● GOAL
Print the line containing "Where can the engine nacelle" and each line after it through the end, please, with nothing added.

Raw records

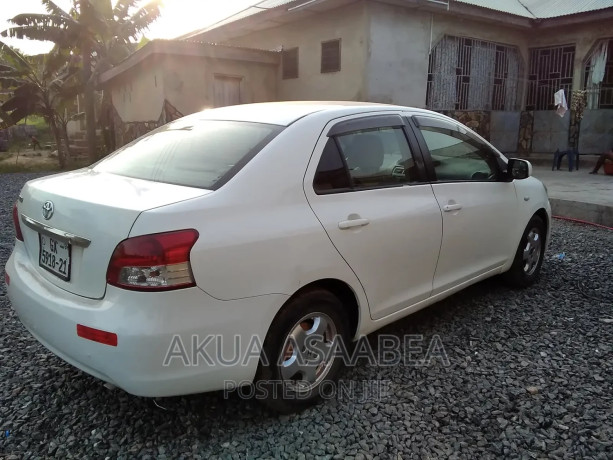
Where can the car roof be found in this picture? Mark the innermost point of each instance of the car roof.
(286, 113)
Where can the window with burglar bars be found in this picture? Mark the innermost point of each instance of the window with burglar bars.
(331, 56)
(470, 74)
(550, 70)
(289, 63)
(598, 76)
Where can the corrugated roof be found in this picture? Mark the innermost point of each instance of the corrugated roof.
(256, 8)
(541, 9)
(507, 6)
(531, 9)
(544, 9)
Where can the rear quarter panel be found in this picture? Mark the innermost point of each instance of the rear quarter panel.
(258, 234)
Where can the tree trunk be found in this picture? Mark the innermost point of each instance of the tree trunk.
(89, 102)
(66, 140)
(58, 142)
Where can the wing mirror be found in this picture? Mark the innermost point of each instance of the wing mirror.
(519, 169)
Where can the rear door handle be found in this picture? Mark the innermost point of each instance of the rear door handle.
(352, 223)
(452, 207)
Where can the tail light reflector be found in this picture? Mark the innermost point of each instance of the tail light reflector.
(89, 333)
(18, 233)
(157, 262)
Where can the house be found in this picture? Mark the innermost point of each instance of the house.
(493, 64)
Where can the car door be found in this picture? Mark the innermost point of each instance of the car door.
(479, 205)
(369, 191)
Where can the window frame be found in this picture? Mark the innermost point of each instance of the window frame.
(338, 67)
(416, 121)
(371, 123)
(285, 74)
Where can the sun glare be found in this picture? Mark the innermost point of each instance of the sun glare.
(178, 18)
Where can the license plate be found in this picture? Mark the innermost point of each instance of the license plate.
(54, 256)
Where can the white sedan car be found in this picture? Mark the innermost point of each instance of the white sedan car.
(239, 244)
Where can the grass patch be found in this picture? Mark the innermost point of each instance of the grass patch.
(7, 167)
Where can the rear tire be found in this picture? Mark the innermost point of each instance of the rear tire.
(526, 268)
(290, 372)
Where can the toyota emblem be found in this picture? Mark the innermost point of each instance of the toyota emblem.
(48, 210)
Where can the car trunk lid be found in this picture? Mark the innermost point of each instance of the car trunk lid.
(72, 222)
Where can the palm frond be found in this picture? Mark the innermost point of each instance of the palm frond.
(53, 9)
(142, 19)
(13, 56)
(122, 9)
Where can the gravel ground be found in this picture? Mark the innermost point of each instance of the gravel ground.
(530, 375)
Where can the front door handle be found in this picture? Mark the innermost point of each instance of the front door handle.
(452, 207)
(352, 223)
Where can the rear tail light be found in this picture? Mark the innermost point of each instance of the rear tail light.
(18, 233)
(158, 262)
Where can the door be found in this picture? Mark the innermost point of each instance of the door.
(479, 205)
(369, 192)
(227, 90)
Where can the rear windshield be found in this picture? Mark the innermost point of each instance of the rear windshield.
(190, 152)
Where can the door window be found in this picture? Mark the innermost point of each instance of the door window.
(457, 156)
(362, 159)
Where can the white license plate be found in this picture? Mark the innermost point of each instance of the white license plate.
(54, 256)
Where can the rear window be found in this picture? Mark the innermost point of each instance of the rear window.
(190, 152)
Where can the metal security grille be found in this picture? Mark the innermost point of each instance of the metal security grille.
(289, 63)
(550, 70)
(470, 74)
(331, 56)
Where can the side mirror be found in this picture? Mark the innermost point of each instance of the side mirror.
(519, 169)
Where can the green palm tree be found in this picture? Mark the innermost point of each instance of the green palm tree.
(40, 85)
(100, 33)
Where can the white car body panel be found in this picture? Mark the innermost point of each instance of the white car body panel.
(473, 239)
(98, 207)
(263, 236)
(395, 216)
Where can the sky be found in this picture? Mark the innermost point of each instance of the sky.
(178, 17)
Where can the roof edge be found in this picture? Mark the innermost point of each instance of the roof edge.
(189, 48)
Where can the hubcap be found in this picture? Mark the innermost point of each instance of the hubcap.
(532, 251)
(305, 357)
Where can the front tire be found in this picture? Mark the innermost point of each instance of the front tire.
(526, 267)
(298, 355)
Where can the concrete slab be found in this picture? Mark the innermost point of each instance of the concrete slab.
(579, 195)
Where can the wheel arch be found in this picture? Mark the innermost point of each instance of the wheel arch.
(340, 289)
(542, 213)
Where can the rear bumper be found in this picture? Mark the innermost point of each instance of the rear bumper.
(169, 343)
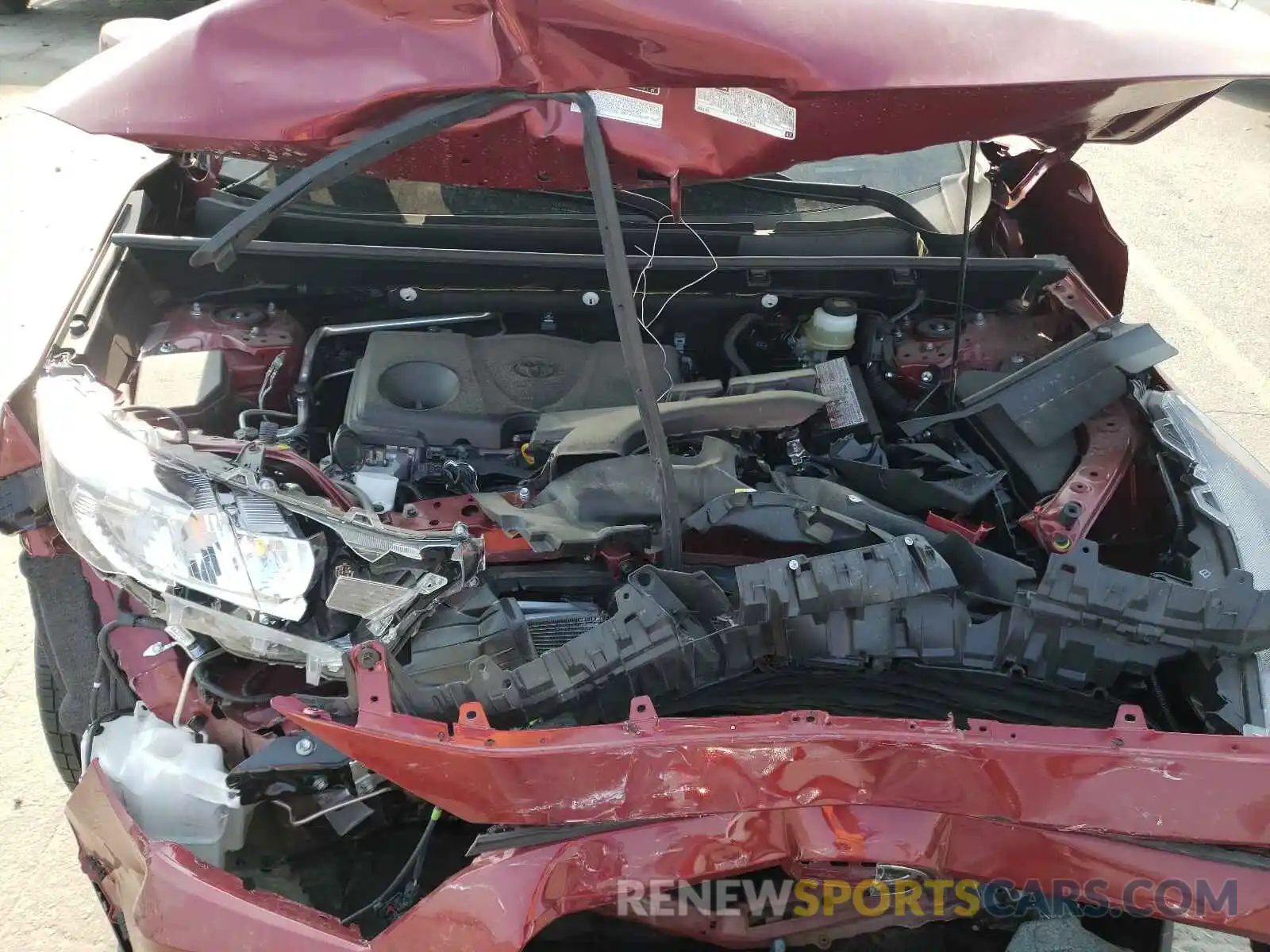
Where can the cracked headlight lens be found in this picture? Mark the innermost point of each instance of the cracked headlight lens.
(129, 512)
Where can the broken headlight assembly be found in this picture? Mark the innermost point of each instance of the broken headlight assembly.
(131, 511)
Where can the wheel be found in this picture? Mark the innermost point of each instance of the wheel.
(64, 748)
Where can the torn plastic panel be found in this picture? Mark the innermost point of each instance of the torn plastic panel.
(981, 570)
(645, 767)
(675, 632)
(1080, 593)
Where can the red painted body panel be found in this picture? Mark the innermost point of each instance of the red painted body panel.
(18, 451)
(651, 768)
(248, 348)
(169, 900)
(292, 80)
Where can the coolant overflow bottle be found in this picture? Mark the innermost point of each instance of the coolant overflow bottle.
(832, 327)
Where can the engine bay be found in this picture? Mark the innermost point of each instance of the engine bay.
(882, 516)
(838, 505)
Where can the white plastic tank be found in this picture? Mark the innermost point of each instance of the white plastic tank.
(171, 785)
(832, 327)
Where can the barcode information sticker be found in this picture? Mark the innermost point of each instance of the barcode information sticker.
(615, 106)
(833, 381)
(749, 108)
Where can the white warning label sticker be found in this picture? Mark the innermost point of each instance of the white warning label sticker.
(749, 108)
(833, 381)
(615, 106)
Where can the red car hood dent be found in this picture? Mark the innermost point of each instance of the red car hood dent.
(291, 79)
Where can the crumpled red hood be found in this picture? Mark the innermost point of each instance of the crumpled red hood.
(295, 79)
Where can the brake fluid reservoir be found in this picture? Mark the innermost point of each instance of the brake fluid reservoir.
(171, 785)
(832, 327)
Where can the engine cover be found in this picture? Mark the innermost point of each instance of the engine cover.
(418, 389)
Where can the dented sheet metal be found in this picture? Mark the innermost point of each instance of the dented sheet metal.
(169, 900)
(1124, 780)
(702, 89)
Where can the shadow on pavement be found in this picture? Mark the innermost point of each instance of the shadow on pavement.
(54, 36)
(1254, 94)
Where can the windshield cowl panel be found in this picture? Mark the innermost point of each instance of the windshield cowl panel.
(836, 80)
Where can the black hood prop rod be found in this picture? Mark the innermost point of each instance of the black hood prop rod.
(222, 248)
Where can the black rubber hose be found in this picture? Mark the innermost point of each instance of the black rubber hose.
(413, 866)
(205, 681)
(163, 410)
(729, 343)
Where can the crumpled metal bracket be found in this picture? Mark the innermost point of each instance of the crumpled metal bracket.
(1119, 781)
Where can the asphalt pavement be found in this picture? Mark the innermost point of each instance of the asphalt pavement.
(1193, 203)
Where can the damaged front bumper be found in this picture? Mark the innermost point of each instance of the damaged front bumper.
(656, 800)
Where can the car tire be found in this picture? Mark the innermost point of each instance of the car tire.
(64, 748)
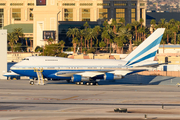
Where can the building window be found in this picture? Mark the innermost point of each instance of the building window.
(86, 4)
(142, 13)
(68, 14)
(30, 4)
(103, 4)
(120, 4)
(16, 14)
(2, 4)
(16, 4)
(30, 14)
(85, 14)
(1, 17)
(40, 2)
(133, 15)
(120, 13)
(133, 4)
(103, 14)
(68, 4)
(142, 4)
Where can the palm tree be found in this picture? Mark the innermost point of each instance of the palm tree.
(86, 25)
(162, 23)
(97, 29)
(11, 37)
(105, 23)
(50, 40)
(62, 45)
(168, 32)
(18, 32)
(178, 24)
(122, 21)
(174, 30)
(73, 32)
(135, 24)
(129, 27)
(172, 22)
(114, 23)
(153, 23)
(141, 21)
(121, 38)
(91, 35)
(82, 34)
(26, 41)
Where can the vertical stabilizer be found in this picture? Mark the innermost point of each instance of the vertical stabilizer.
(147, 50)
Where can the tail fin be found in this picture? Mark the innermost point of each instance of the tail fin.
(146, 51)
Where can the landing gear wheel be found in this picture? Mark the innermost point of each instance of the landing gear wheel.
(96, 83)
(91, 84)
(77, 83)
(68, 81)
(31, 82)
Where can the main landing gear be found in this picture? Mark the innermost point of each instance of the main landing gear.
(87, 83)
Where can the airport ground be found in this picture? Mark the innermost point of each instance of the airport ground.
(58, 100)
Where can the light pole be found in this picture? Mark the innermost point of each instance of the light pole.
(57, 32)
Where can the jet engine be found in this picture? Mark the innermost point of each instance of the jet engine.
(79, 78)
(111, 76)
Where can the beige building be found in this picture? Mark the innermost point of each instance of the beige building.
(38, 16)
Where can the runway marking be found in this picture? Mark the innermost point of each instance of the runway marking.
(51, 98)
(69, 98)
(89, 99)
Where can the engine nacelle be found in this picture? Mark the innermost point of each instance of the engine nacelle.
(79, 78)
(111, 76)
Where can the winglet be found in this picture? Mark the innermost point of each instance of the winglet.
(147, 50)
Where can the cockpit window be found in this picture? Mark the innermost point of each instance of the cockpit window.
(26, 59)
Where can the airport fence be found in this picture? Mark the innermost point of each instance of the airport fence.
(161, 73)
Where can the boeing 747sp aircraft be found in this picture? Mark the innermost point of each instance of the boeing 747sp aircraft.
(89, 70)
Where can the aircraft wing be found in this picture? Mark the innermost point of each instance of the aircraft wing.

● SOLUTION BELOW
Where can the engine nacelle be found in this picture? Mark the innermost point of each instance of the engine nacelle.
(79, 78)
(111, 76)
Where can the winglet be found in this picture? Mark the innermost point of each instance of the winglet.
(147, 50)
Where can the cockpit window be found in this picture? Mark the innermost point of each instance of the cockpit window.
(26, 59)
Where can the airport fence be found in this picture? Mark the innermost point of each instance of the airport fence.
(161, 73)
Where can the boeing 747sp aircraft be found in this picture? Mark the innermost point of each instance of the boeing 747sp aircraft.
(89, 70)
Where can the aircraft wing be found in this picture? Mark the innermost point of each instance of the aircraft wing.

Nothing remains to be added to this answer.